* _TASK PROMPT_
Locate each line in the listing below that contains the string "utility", treating uppercase and lowercase as different, and copy those lines out.
╭─ DATA EXCERPTS
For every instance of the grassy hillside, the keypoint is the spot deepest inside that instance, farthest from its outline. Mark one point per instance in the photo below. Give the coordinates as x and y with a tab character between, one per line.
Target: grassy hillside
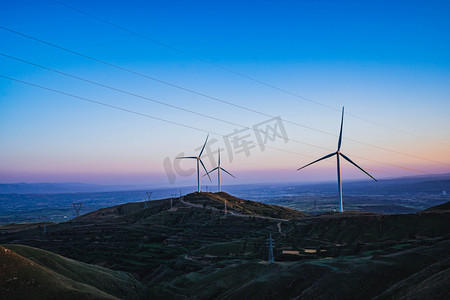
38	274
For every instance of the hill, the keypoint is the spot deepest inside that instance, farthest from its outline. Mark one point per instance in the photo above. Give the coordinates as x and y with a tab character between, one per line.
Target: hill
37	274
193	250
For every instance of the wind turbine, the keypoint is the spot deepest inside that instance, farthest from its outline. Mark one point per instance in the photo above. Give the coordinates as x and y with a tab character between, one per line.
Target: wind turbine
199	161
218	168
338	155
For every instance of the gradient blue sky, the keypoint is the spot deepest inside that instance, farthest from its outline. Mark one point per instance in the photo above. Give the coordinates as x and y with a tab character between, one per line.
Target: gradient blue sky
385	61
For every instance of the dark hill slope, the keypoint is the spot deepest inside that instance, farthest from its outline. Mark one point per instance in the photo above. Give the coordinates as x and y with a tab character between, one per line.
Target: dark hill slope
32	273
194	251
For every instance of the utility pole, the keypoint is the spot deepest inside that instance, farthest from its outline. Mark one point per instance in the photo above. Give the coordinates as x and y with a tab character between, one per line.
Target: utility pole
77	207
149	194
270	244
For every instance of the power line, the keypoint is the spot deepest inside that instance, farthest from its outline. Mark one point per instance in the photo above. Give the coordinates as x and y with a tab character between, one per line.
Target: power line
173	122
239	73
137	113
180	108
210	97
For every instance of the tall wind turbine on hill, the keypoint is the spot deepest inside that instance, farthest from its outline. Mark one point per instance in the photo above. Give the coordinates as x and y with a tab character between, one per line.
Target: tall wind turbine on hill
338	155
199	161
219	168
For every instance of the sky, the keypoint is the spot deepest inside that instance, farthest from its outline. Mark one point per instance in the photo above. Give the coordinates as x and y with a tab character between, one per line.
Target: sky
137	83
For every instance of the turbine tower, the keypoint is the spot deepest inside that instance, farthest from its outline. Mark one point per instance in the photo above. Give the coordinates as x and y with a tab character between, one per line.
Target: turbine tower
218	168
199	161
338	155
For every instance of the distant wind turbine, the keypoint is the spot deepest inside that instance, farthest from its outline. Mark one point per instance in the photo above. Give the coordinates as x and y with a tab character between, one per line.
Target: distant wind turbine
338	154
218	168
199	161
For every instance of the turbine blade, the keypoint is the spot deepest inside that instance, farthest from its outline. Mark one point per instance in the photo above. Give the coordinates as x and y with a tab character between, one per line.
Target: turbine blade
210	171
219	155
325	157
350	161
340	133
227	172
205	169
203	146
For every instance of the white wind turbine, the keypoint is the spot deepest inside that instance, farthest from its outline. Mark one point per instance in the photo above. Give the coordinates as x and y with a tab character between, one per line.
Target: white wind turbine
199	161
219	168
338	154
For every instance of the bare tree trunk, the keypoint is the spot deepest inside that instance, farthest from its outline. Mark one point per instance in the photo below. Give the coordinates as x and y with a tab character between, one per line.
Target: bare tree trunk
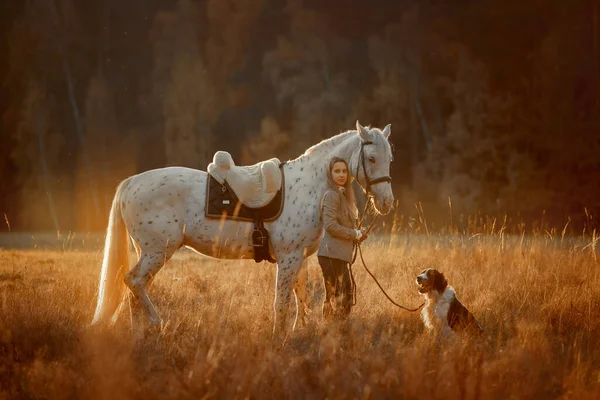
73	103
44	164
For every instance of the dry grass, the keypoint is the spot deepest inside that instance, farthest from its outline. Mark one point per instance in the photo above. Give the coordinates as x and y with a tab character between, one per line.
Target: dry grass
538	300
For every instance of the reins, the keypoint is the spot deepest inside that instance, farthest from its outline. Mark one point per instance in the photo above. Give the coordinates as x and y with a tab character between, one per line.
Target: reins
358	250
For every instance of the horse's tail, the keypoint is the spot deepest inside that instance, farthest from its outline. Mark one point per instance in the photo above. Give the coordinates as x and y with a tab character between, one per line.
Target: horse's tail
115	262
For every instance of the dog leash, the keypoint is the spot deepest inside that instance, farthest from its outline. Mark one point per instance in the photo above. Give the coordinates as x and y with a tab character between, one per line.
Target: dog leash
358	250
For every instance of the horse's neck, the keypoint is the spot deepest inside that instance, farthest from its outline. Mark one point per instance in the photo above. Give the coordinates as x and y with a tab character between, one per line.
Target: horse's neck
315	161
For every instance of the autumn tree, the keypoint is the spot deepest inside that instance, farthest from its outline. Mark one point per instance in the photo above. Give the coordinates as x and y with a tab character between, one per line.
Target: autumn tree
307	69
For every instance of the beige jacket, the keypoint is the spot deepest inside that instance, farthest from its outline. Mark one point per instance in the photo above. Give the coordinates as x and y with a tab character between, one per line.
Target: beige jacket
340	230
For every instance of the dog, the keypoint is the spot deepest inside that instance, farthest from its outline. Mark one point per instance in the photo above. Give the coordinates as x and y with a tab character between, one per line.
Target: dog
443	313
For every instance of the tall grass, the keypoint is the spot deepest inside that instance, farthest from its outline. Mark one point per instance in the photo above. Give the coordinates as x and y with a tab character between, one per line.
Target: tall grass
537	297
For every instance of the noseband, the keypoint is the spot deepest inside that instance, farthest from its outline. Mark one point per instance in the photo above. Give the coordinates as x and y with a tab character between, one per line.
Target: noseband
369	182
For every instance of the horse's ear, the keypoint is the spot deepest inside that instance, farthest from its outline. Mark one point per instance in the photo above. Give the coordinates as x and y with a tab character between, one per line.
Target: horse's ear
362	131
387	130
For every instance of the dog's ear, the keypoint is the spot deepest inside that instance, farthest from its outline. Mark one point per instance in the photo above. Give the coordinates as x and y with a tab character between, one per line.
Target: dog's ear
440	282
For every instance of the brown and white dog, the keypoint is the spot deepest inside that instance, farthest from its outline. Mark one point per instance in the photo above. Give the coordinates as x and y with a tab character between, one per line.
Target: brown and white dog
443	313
╰─
╭─ DATA EXCERPTS
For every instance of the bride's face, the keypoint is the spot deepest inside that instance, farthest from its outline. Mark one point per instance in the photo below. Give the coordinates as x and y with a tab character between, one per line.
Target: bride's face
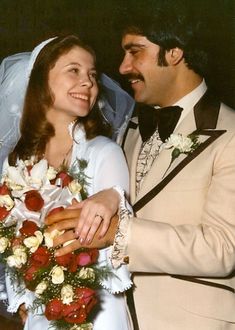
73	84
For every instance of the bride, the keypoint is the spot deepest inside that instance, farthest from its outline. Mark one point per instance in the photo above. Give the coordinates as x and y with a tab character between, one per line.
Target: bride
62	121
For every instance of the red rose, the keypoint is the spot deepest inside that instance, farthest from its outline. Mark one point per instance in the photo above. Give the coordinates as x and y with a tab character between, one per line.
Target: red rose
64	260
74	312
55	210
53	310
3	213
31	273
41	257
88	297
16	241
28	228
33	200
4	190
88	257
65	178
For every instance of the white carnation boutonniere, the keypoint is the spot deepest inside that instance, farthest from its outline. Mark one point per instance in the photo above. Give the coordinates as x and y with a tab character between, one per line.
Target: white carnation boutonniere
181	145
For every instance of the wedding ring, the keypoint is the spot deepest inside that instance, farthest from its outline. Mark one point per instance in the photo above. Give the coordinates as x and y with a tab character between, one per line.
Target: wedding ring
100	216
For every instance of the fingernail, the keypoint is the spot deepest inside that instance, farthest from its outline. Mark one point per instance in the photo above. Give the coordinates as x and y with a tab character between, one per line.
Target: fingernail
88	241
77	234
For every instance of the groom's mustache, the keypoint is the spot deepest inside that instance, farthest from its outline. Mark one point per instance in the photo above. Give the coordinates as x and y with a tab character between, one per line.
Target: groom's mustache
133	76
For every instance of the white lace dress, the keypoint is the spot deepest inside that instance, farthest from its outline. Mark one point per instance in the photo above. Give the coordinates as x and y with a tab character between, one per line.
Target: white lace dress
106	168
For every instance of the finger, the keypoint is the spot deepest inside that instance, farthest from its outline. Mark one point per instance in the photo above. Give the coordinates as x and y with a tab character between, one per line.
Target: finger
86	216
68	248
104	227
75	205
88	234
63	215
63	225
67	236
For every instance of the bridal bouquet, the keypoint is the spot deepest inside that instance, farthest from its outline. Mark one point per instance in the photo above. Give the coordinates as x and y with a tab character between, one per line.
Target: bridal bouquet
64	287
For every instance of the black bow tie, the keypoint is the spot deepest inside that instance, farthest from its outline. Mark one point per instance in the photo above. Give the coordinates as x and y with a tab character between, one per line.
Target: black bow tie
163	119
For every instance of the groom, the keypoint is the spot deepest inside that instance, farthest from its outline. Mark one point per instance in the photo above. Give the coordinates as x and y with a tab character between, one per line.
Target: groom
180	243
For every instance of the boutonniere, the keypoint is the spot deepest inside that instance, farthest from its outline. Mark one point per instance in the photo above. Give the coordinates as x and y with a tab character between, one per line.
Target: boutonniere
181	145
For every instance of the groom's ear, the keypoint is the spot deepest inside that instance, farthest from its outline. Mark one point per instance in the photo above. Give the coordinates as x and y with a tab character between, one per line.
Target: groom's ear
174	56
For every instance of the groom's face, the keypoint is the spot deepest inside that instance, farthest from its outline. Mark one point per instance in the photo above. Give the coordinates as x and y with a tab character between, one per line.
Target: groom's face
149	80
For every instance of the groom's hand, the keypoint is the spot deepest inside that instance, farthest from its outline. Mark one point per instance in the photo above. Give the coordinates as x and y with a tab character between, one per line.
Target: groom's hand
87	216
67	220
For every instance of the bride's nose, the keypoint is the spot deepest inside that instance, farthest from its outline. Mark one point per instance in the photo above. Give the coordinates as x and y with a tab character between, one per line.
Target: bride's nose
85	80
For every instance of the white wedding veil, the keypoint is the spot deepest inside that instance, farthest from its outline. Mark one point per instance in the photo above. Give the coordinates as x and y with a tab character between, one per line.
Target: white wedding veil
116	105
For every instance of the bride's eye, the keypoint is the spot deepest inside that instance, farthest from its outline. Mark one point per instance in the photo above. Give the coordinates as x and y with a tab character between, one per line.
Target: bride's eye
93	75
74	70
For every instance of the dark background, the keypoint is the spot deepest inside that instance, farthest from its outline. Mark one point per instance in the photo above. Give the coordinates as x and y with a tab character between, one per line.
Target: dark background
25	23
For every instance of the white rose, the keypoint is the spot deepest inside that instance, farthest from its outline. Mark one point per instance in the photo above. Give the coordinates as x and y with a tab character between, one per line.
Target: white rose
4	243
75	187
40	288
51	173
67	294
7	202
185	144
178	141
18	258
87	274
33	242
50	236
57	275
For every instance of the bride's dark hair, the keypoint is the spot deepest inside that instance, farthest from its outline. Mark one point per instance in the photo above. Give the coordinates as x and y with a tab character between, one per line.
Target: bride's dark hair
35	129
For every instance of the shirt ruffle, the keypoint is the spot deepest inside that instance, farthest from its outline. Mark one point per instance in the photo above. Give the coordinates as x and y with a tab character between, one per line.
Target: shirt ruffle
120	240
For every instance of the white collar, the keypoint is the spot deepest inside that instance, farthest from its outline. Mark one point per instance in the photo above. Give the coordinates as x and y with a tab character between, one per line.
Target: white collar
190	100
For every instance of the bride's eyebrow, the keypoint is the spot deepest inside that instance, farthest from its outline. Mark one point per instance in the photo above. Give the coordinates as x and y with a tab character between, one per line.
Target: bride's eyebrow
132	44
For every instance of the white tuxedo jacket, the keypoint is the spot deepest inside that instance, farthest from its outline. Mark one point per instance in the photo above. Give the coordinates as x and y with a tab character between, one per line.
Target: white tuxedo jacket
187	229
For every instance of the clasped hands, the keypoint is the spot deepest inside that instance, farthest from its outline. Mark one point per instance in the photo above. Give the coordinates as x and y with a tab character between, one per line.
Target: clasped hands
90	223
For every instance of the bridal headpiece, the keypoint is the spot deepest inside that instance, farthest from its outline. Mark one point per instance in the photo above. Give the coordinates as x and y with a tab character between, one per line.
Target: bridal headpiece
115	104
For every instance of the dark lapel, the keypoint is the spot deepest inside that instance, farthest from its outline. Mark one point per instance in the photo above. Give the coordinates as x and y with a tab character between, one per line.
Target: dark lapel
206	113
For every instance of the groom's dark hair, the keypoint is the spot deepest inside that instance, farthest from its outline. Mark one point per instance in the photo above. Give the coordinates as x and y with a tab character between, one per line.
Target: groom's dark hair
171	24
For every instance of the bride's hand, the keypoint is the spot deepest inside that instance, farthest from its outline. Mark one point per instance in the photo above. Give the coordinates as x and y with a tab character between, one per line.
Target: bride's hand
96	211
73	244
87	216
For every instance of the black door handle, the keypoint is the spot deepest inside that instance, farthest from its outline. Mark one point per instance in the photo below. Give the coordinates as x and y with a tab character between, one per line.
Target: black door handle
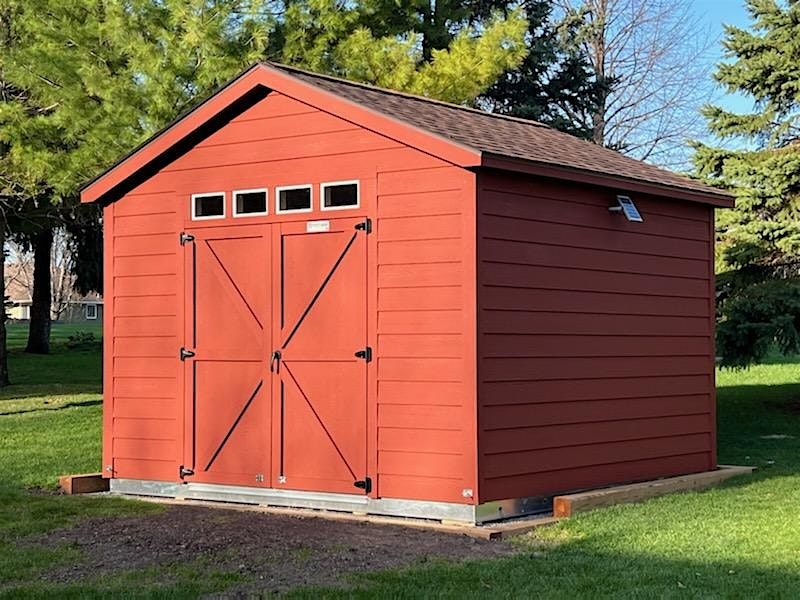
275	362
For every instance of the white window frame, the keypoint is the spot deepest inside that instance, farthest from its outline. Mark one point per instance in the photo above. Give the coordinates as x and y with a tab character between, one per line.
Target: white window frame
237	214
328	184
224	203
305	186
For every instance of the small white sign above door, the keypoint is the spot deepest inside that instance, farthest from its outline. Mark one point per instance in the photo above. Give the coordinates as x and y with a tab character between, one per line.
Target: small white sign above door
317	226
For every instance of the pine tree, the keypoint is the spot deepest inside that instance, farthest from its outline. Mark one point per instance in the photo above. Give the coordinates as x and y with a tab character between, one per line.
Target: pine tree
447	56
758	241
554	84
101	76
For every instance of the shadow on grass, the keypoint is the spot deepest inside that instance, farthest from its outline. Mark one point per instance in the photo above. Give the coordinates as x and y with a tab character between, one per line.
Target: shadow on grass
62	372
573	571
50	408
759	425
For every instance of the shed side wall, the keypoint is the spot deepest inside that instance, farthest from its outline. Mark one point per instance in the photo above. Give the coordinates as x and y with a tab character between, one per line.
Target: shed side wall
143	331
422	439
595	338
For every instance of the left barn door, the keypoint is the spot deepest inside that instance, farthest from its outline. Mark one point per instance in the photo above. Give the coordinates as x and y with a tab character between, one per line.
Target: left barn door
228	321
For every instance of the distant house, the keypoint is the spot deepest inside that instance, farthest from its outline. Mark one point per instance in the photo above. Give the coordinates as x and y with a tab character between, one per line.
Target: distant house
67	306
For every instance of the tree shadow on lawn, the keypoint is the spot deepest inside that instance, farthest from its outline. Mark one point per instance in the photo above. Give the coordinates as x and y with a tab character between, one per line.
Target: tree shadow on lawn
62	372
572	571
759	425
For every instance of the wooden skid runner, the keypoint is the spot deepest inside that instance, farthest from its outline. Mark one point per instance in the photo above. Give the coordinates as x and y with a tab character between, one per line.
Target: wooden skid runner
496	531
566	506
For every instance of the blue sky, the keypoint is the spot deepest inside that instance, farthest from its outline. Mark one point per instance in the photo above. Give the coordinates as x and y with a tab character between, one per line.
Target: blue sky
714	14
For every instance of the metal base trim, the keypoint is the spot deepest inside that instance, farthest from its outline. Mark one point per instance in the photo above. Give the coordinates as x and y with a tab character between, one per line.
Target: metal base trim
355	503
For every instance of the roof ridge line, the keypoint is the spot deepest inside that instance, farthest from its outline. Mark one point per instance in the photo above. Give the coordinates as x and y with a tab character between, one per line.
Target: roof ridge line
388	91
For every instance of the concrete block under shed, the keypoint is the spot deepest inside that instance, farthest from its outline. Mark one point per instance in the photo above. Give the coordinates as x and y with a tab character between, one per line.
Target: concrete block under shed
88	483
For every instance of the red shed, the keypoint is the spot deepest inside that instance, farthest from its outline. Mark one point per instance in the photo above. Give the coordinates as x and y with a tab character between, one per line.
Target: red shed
╰─
* _TASK OUTPUT_
For every instance of the utility pole, the keypoint is the spot deepest inside that instance, farthest from its outline. Mark one point per instance in the photo above. Give the coordinates as x and y with a tab character between, one per line.
Target: utility pole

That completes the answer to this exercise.